**About this task**
Set all the entries down again, unaltered.

**Extracted material**
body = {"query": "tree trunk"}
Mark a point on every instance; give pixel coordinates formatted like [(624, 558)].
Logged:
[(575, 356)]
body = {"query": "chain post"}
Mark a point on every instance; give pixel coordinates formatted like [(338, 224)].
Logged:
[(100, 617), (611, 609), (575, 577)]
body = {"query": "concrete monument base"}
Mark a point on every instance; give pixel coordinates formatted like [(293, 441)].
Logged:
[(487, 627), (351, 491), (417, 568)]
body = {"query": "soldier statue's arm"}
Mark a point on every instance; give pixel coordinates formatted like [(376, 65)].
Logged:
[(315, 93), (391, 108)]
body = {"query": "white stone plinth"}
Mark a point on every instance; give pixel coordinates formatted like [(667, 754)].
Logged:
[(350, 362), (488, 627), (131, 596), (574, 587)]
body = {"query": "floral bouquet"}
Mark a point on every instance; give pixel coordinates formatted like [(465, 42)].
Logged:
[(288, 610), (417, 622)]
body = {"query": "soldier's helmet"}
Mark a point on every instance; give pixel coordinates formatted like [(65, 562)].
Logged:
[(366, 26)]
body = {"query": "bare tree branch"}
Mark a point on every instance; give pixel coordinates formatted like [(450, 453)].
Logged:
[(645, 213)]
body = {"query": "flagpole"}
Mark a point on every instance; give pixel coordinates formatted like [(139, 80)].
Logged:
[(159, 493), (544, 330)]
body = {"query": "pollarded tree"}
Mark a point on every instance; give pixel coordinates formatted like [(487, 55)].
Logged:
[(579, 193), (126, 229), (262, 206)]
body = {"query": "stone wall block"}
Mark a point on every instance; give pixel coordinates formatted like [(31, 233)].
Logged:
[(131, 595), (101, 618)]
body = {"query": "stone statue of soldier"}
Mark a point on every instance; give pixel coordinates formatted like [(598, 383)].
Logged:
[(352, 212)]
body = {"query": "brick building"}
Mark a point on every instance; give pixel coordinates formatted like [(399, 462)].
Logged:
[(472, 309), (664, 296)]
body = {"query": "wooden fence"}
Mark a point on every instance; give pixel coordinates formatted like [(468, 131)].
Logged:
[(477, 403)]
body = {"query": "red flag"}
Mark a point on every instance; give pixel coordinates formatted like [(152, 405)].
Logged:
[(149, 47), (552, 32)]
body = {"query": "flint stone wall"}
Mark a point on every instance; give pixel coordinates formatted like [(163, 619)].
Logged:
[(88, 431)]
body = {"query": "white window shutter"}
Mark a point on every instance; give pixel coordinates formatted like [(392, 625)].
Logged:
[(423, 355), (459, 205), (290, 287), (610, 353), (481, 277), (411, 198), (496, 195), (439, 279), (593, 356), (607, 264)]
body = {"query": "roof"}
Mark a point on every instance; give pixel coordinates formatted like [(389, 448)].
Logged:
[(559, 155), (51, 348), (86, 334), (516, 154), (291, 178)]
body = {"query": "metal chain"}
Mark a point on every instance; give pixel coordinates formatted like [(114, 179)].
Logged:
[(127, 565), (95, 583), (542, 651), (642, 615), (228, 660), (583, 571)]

**Expected answer**
body = {"query": "tree trunk"}
Mark a point on every instance; give pixel coordinates formatted like [(624, 558)].
Logged:
[(575, 356)]
body = {"query": "chain post"}
Mark a point on every instance; give pixel coordinates formatted like [(338, 224)].
Logged:
[(100, 617), (611, 609), (575, 577)]
body = {"query": "concrete monument base"}
Mark a point on every instance; give pixel coordinates formatted like [(293, 441)].
Logged:
[(487, 627), (351, 491), (417, 568)]
body = {"query": "soldier statue's arm"}
Mark a point on every instance; give pixel coordinates formatted like [(376, 65)].
Logged:
[(315, 93), (391, 108)]
body = {"query": "white stone plinth"}
Mark a point on every instance; give pixel coordinates formatted like [(667, 754)].
Logged:
[(350, 362), (488, 627), (131, 596), (574, 587)]
body = {"query": "floral bouquet"}
Mark a point on every instance; give pixel coordinates formatted like [(465, 42)].
Logged:
[(288, 610), (417, 622)]
body = {"query": "soldier's helmet"}
Mark a point on every instance; give pixel coordinates formatted like [(65, 562)].
Logged:
[(366, 26)]
body = {"query": "bare tree branch"}
Mark a point on every instance; give pixel coordinates formatted like [(450, 453)].
Logged:
[(645, 213)]
body = {"query": "flagpole"}
Mark a point on every instance; give pixel coordinates formatted like [(139, 80)].
Logged:
[(159, 493), (544, 330)]
body = {"query": "pollarded tree"}
Mark a point on every instance; give pixel coordinates formatted like [(487, 55)].
Logged:
[(579, 193), (126, 229), (262, 206)]
body = {"query": "stone wall block"}
Mark a point on every instance; give pixel coordinates formatted like [(31, 233)].
Logged:
[(131, 595), (101, 618)]
body = {"query": "stone statue of soldier"}
Mark a point on every instance; give pixel coordinates formatted like [(598, 383)].
Logged:
[(352, 212)]
body = {"query": "brick building"}
Mark a point on every instance; give pixel coordinates formatted like [(399, 462)].
Logged:
[(472, 309), (664, 296)]
body = {"query": "wooden fence"}
Mark a point on every instance; give pixel coordinates formatted like [(468, 131)].
Logged:
[(477, 403)]
body = {"query": "red flag"}
Mark a point on every instance; give pixel coordinates formatted like [(152, 405)].
Logged:
[(149, 47), (552, 32)]
body = {"query": "flint stone wall"}
Mark a point on every instance; give pixel coordinates formatted like [(163, 619)].
Logged:
[(88, 431)]
body = {"query": "white window shutter"}
Mark a point on every instance; give pixel coordinates formatted like [(392, 625)].
Logged:
[(423, 355), (459, 205), (290, 287), (610, 353), (481, 277), (411, 198), (496, 195), (439, 279), (593, 356), (607, 264)]
body = {"query": "roof"}
Mark a point on every instance; give pixel coordinates formatted like [(389, 448)].
Logged:
[(559, 155), (51, 348), (86, 334), (516, 154), (291, 178)]
body = {"query": "metal chain"}
Mark a point on every instance; give pixel coordinates formatted like [(114, 179)].
Logged:
[(127, 565), (95, 583), (542, 651), (642, 615), (228, 660), (583, 571)]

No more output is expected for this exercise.